[Stored items]
****************

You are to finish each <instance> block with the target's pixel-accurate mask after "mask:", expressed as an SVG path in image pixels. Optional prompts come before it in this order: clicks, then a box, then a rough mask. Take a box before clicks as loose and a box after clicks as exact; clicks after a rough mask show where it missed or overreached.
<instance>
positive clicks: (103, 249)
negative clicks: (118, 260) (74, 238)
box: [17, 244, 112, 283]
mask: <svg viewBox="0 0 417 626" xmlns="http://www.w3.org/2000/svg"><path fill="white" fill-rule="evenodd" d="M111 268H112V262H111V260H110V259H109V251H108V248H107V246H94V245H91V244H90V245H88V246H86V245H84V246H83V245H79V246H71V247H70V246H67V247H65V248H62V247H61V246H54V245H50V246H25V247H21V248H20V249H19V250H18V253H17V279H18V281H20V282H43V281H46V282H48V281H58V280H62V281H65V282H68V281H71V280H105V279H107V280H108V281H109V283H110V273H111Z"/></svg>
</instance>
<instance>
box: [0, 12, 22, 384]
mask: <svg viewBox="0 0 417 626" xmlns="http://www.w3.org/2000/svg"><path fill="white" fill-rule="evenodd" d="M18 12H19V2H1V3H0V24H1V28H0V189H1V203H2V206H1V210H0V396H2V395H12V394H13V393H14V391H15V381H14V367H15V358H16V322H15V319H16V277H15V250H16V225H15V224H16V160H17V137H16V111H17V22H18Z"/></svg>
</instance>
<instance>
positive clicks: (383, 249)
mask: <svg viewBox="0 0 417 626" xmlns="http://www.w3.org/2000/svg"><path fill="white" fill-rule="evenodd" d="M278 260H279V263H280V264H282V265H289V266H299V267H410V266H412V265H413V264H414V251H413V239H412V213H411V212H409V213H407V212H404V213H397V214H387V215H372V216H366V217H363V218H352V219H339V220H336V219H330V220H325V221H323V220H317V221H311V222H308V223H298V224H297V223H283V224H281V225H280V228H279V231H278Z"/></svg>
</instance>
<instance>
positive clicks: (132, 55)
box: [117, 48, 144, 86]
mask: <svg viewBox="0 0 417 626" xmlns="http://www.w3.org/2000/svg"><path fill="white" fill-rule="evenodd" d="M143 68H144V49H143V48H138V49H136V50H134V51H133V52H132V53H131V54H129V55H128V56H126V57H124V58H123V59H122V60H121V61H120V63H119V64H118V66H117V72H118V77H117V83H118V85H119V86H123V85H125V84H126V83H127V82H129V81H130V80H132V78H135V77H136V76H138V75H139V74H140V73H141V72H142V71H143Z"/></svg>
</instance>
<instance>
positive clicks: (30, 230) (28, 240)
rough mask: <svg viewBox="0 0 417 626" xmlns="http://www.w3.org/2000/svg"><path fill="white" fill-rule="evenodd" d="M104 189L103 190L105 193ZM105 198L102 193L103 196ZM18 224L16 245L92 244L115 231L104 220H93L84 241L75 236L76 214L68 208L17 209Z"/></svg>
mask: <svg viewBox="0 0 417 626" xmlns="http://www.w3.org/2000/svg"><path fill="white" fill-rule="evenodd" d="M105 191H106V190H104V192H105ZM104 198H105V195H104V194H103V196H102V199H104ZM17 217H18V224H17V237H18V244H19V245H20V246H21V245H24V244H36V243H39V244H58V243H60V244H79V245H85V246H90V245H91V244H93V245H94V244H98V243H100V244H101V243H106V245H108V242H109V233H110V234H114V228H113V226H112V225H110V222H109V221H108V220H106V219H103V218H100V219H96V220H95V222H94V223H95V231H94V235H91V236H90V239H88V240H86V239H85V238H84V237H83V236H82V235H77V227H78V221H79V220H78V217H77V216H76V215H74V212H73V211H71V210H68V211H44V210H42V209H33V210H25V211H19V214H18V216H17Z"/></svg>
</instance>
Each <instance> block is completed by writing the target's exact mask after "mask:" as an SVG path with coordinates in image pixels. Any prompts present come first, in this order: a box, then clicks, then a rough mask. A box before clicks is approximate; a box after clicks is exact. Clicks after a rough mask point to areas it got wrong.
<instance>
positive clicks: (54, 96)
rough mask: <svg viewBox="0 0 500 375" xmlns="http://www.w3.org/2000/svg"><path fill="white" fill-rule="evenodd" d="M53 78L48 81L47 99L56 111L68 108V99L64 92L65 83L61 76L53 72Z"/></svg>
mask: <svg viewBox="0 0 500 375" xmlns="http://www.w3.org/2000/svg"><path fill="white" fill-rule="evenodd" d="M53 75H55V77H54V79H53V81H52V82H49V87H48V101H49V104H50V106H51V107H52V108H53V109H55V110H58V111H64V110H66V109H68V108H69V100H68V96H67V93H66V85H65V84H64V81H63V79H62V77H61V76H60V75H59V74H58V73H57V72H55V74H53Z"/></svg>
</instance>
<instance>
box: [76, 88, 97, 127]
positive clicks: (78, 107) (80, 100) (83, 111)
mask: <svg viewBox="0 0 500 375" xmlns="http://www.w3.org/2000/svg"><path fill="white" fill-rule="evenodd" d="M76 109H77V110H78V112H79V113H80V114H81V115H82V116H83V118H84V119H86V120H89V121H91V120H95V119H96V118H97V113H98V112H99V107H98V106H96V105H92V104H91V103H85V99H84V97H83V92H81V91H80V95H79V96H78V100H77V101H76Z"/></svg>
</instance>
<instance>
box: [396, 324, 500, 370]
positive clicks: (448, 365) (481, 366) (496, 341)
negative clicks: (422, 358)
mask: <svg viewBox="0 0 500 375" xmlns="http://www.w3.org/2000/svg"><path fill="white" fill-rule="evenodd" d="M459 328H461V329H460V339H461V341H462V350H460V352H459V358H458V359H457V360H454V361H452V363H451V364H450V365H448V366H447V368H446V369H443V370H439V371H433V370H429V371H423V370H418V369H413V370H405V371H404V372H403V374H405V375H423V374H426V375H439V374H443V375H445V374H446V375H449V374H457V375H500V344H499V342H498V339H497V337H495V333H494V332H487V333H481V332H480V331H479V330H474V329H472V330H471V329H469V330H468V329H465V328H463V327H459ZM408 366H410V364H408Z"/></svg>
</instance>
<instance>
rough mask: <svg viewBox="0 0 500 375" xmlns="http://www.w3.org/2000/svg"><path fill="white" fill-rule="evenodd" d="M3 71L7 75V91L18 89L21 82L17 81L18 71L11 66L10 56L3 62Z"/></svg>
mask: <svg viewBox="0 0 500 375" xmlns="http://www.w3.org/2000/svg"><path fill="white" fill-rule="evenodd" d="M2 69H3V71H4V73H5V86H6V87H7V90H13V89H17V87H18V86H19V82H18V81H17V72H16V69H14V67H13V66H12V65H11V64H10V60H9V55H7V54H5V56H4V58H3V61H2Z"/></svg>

****************

What is wanted is an exact copy of the data.

You are to finish each <instance> block with the target's pixel-accurate mask after "mask:", expressed as an SVG path in image pixels. Optional prompts come before it in this order: clicks, then a box, then a rough mask. Take a box before clicks as loose and a box after clicks as exact; clicks after a rough mask show where it missed or overreached.
<instance>
positive clicks: (103, 249)
negative clicks: (118, 260) (74, 238)
box: [17, 244, 112, 283]
mask: <svg viewBox="0 0 417 626" xmlns="http://www.w3.org/2000/svg"><path fill="white" fill-rule="evenodd" d="M111 268H112V262H111V260H110V259H109V251H108V248H107V246H94V245H91V244H90V245H88V246H86V245H84V246H83V245H79V246H71V247H70V246H67V247H65V248H62V247H61V246H54V245H50V246H25V247H21V248H20V249H19V250H18V253H17V279H18V281H20V282H43V281H46V282H48V281H58V280H62V281H65V282H68V281H71V280H105V279H107V280H108V281H109V283H110V273H111Z"/></svg>
</instance>
<instance>
box: [0, 12, 22, 384]
mask: <svg viewBox="0 0 417 626" xmlns="http://www.w3.org/2000/svg"><path fill="white" fill-rule="evenodd" d="M18 12H19V2H1V3H0V24H1V28H0V189H1V203H2V206H1V210H0V396H2V395H12V394H13V393H14V391H15V381H14V367H15V358H16V322H15V319H16V277H15V250H16V225H15V224H16V160H17V137H16V111H17V22H18Z"/></svg>
</instance>
<instance>
positive clicks: (383, 249)
mask: <svg viewBox="0 0 417 626" xmlns="http://www.w3.org/2000/svg"><path fill="white" fill-rule="evenodd" d="M278 260H279V263H280V264H282V265H289V266H299V267H410V266H412V265H413V264H414V251H413V239H412V213H411V212H409V213H407V212H404V213H397V214H387V215H372V216H366V217H363V218H352V219H339V220H336V219H330V220H325V221H323V220H317V221H311V222H308V223H298V224H297V223H283V224H281V225H280V228H279V231H278Z"/></svg>
</instance>
<instance>
positive clicks: (132, 55)
box: [117, 48, 144, 86]
mask: <svg viewBox="0 0 417 626" xmlns="http://www.w3.org/2000/svg"><path fill="white" fill-rule="evenodd" d="M143 68H144V49H143V48H138V49H136V50H134V51H133V52H132V53H131V54H129V55H128V56H126V57H124V58H123V59H122V60H121V61H120V63H119V64H118V66H117V72H118V77H117V83H118V85H119V86H123V85H125V84H126V83H127V82H129V81H130V80H132V78H135V77H136V76H138V75H139V74H140V73H141V72H142V71H143Z"/></svg>
</instance>
<instance>
positive clicks: (30, 230) (28, 240)
rough mask: <svg viewBox="0 0 417 626" xmlns="http://www.w3.org/2000/svg"><path fill="white" fill-rule="evenodd" d="M104 189L103 190L105 193ZM105 198L102 193L103 196ZM18 224L16 245L92 244L115 231L104 220H93L84 241L75 236L76 214L68 208L17 209Z"/></svg>
mask: <svg viewBox="0 0 417 626" xmlns="http://www.w3.org/2000/svg"><path fill="white" fill-rule="evenodd" d="M105 191H106V190H104V192H105ZM104 198H105V195H104V194H103V196H102V199H104ZM17 217H18V224H17V237H18V244H19V245H20V246H21V245H24V244H36V243H39V244H58V243H60V244H79V245H85V246H90V245H91V244H93V245H94V244H98V243H100V244H101V243H106V245H108V242H109V233H110V234H114V228H113V226H112V225H110V222H109V221H108V220H106V219H103V218H100V219H96V220H95V222H94V223H95V231H94V235H91V236H90V239H88V240H86V239H85V238H84V237H83V236H82V235H77V227H78V221H79V220H78V217H77V216H76V215H74V212H73V211H71V210H68V211H44V210H42V209H33V210H25V211H19V214H18V216H17Z"/></svg>
</instance>
Each <instance> block is completed by writing the target's exact mask after "mask:" as an SVG path with coordinates in image pixels. Any prompts present come first, in this order: a box, then clicks, then a rough mask. A box before clicks is approximate; a box after clicks is exact. Clicks after a rough mask point to areas it got wrong.
<instance>
positive clicks: (54, 96)
rough mask: <svg viewBox="0 0 500 375" xmlns="http://www.w3.org/2000/svg"><path fill="white" fill-rule="evenodd" d="M53 78L48 81L47 99L56 111L68 108V99L64 92L65 83L61 76L53 72Z"/></svg>
mask: <svg viewBox="0 0 500 375" xmlns="http://www.w3.org/2000/svg"><path fill="white" fill-rule="evenodd" d="M53 75H55V77H54V79H53V81H52V82H49V87H48V101H49V104H50V106H51V107H52V108H53V109H55V110H58V111H64V110H66V109H68V108H69V100H68V96H67V93H66V85H65V84H64V81H63V79H62V77H61V76H60V75H59V74H58V73H57V72H55V74H53Z"/></svg>
</instance>
<instance>
box: [76, 88, 97, 127]
positive clicks: (78, 107) (80, 100) (83, 111)
mask: <svg viewBox="0 0 500 375" xmlns="http://www.w3.org/2000/svg"><path fill="white" fill-rule="evenodd" d="M76 109H77V110H78V112H79V113H80V114H81V115H82V116H83V118H84V119H86V120H89V121H91V120H95V119H96V118H97V113H98V112H99V107H98V106H96V105H92V104H91V103H85V99H84V97H83V92H81V91H80V95H79V96H78V100H77V101H76Z"/></svg>
</instance>
<instance>
box: [396, 324, 500, 370]
positive clicks: (448, 365) (481, 366) (496, 341)
negative clicks: (422, 358)
mask: <svg viewBox="0 0 500 375" xmlns="http://www.w3.org/2000/svg"><path fill="white" fill-rule="evenodd" d="M459 328H461V329H460V339H461V341H462V350H460V352H459V358H458V359H457V360H454V361H452V363H451V364H450V365H448V366H447V368H446V369H443V370H439V371H433V370H429V371H423V370H418V369H413V370H405V371H404V372H403V374H405V375H423V374H426V375H439V374H443V375H445V374H446V375H449V374H457V375H500V344H499V342H498V339H497V337H495V333H494V332H487V333H481V332H480V331H479V330H474V329H472V330H471V329H469V330H468V329H465V328H463V327H459ZM408 366H410V364H408Z"/></svg>
</instance>
<instance>
rough mask: <svg viewBox="0 0 500 375" xmlns="http://www.w3.org/2000/svg"><path fill="white" fill-rule="evenodd" d="M3 71L7 75V91L18 89L21 82L17 81L18 71L11 66L10 56L3 62Z"/></svg>
mask: <svg viewBox="0 0 500 375" xmlns="http://www.w3.org/2000/svg"><path fill="white" fill-rule="evenodd" d="M2 69H3V71H4V73H5V86H6V87H7V90H13V89H17V87H18V86H19V82H18V81H17V72H16V69H14V67H13V66H12V65H11V64H10V60H9V55H7V54H5V56H4V58H3V61H2Z"/></svg>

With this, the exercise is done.